* START *

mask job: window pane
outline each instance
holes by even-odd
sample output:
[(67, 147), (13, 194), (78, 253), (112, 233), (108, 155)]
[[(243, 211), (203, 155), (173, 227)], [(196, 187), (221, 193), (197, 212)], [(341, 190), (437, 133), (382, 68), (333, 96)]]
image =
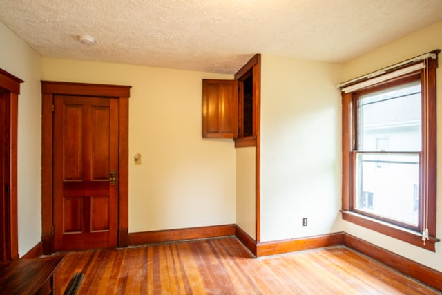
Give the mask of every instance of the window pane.
[(358, 153), (355, 209), (418, 226), (418, 154)]
[(419, 81), (361, 96), (358, 150), (421, 151), (421, 104)]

* END *

▸ Directive:
Rewrite the listing above with "window pane" changed to "glass panel" everywhere and every other line kept the same. Omit the pictures.

▸ Solution:
mask job: glass panel
outline each instance
holes by even-odd
sample output:
[(67, 147), (13, 194), (78, 253), (112, 233), (108, 155)]
[[(243, 211), (203, 155), (173, 227)], [(196, 187), (221, 193), (197, 212)], [(341, 190), (437, 133), (382, 68), (333, 96)]]
image =
Give the mask of every instance of the glass panel.
[(358, 153), (355, 209), (418, 226), (418, 154)]
[(419, 81), (361, 96), (358, 150), (421, 151), (421, 104)]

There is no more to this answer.